> _Entries supplied_
▼▼▼

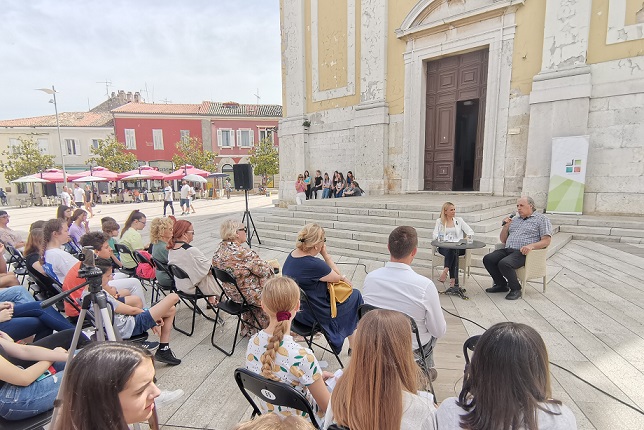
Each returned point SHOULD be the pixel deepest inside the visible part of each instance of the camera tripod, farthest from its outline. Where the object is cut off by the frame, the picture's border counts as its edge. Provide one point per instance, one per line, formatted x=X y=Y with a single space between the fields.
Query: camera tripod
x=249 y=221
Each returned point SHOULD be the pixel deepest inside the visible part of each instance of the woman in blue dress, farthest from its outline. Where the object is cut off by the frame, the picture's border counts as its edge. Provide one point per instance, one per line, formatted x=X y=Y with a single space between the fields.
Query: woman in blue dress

▲▲▲
▼▼▼

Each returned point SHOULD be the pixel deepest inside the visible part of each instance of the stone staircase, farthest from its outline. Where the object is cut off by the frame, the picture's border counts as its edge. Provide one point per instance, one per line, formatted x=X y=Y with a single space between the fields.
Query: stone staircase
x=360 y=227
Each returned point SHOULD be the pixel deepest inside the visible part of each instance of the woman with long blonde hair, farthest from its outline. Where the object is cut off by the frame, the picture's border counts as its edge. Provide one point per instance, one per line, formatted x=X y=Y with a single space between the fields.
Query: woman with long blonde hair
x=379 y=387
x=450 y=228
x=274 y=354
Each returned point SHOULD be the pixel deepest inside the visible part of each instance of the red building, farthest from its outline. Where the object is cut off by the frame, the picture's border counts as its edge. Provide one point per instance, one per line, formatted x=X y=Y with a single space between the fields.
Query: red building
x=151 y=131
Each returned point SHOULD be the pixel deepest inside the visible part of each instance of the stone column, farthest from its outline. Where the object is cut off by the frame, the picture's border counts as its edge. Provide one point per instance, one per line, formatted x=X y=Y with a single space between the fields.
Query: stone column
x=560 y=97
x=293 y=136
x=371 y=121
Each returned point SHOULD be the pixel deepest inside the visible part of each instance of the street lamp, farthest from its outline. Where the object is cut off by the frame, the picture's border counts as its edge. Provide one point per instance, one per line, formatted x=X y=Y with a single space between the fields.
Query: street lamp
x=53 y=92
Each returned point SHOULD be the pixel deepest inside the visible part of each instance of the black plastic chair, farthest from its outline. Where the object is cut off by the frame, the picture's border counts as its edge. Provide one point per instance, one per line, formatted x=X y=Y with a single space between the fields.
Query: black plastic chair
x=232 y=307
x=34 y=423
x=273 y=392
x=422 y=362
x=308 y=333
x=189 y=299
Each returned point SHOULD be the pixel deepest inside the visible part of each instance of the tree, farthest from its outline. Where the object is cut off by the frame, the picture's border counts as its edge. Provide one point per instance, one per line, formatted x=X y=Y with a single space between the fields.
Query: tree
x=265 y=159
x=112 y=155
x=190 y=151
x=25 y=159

▲▲▲
▼▼▼

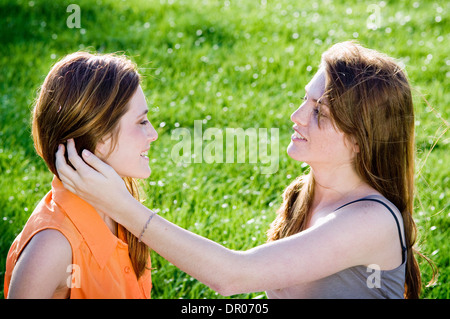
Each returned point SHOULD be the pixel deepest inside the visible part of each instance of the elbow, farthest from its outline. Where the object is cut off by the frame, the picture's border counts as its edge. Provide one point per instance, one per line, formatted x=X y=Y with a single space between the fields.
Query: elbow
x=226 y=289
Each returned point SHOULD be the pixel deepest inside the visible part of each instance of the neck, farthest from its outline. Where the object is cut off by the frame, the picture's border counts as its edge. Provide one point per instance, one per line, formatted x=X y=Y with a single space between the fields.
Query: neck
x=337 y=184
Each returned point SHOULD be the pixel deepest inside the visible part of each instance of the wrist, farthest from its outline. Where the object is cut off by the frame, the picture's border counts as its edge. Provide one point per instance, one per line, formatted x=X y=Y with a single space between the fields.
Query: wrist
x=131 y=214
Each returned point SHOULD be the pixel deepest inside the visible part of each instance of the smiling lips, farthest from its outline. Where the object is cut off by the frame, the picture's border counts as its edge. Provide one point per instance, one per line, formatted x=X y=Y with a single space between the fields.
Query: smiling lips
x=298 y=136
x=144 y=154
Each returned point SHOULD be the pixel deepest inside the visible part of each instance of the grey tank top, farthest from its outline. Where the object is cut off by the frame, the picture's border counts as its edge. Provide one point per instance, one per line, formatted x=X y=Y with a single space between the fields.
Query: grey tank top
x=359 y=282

▲▲▲

> _Required action_
Write out, from the lines above, only those from the line with "of the camera" to the line with "Query: woman in blue dress", exactly as given, including the first and the last.

> _Solution for this exercise_
Each returned point SHOULD be the pixel deepest inside the visible part of each instance of the camera tripod, farthest from its outline. Where the object is cut off by the frame, the picture's border counts as its edge. Provide one point per instance, one per line, formatted x=X y=Y with a single space between the fields.
Query: camera tripod
x=249 y=221
Each returned point SHOULD be the pixel deepest inside the visible part of each instance of the woman in blue dress, farthest from its outline. Where the object is cut off by the frame, the picture's border counts as its edge. Provide one point per instance, one per line, formatted x=X y=Y with a single space between the fields.
Query: woman in blue dress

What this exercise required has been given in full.